Quoted text:
## begin

Live album by Mylène Farmer
- Released: 4 December 2006
- Recorded: Paris
- Genre: Pop, rock
- Length: 1:59:55
- Label: Polydor
- Producer: Laurent Boutonnat

Mylène Farmer chronology
| Avant que l'ombre... (2005) | Avant que l'ombre... à Bercy (2006) | Point de suture (2008) |

Alternative cover
- Collector edition

Singles from Avant que l'ombre... à Bercy
- "Avant que l'ombre..." Released: 26 November 2006; "Déshabillez-moi" Released: 5 March 2007;

= Avant que l'ombre... à Bercy =

Avant que l'ombre... à Bercy is the fourth live album by Mylène Farmer, released on 4 December 2006.

== Background ==
Six years after her Mylenium Tour, Mylène Farmer came back on stage with a tour in 2006 which included 13 shows at Bercy, in Paris. This very successful series of concerts started on 13 January and ended 16 days later, on 29 January. As after each of her tour, Farmer decided to launch a live album retracing her concert. Thus, Jérome Devoise mixed the 20 songs performed on stage and the album "Avant que l'ombre... à Bercy" was eventually released on 4 December 2006 as CDs and DVDs, under various editions.

The album contains songs from all Farmer's studio albums, except Cendres de Lune and Innamoramento. The production enjoys very high quality in terms of sound effects. Some of the old hits were re-orchestred in a much modern version, while the slow songs from the last studio album are recorded in a more stripped style.

The various formats, particularly the DVD box, had huge success: the video was certified Diamond after a single week of release.

The two singles from this album, "Avant que l'ombre..." and "Déshabillez-moi", achieved a minor success in term of sales, but were both top ten hits in France.

== Critical reception ==

This album was, on the whole, well received by media and contemporary pop music critics. Nicolas Gardon, in L'Echo Republicain, said that this album offers an "fair performance, but only a few surprises: the shimmering and coloured universe of Mylène Farmer is perfectly reproduced in this double CD. The release of this DVD was regarded as "the event of the week" by the magazine Télé Star.

## end

Data extract:
## begin

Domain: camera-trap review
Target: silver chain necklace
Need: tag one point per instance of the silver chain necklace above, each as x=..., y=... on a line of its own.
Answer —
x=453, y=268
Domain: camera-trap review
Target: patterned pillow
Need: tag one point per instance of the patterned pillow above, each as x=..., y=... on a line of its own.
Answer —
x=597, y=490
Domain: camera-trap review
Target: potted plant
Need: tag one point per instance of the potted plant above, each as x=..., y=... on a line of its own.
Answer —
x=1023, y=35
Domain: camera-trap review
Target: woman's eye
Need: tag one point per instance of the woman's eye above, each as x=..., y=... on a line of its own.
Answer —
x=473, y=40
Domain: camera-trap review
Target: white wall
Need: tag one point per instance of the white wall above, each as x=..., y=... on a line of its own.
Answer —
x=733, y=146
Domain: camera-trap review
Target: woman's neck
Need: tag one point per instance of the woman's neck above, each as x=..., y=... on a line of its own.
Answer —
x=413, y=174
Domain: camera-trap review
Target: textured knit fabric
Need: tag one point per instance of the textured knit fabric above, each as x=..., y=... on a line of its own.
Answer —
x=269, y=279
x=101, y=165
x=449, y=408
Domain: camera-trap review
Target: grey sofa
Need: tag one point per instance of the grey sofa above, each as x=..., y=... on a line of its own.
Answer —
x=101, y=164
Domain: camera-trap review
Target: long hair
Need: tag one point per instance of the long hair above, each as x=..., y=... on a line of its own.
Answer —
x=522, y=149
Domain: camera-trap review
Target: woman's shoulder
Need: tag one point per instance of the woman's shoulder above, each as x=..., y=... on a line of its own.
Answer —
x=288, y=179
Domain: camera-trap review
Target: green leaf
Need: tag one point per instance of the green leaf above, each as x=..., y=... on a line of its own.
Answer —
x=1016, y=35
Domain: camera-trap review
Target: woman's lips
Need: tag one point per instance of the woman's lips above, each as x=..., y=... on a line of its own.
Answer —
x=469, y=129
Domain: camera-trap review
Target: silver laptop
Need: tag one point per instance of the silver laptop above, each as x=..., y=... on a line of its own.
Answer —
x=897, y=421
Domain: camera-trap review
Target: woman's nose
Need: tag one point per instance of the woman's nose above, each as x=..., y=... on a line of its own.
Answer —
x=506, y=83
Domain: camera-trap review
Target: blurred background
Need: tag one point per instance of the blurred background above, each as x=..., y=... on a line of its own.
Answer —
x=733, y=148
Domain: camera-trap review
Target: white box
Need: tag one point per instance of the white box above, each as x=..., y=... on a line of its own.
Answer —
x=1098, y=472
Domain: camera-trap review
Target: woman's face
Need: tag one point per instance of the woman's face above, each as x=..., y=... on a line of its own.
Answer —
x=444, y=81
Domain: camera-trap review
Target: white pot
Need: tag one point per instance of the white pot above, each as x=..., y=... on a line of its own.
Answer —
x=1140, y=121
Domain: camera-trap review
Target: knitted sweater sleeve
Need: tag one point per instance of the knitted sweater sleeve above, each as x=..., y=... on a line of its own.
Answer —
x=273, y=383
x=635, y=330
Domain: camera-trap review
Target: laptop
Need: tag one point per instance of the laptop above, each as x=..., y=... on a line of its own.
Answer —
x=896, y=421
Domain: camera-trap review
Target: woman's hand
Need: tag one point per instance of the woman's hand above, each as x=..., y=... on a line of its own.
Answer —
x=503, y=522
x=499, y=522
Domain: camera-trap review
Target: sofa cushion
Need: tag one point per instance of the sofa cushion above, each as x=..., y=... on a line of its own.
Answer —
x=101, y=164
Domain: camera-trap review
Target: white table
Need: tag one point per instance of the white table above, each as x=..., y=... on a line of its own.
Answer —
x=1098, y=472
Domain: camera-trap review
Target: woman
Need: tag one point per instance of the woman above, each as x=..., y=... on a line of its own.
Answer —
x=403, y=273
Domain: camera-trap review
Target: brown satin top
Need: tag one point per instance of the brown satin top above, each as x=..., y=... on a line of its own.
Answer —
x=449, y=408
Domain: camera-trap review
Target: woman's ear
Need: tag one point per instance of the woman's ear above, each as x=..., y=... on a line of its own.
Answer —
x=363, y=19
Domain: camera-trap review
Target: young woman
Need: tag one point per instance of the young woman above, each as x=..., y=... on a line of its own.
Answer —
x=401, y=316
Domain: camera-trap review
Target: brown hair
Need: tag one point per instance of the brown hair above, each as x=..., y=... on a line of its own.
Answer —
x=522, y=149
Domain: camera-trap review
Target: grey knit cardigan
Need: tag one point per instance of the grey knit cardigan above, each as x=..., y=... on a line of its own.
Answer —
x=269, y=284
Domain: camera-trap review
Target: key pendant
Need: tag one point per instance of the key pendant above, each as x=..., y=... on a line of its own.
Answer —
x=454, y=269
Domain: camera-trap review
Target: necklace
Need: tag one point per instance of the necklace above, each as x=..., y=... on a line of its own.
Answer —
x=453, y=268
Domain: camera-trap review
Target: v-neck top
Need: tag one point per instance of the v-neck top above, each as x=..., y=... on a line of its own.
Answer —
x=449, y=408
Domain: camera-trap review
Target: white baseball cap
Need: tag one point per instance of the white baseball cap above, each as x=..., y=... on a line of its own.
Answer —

## end

Brief A:
According to the album article, how many shows at Bercy did Farmer's 2006 tour include?
Brief B:
Please write out the album article's passage between "The album contains" and "hits in France.", inclusive, swapping "Diamond" for "Platinum".

Exercise result A:
13 shows

Exercise result B:
The album contains songs from all Farmer's studio albums, except Cendres de Lune and Innamoramento. The production enjoys very high quality in terms of sound effects. Some of the old hits were re-orchestred in a much modern version, while the slow songs from the last studio album are recorded in a more stripped style.

The various formats, particularly the DVD box, had huge success: the video was certified Platinum after a single week of release.

The two singles from this album, "Avant que l'ombre..." and "Déshabillez-moi", achieved a minor success in term of sales, but were both top ten hits in France.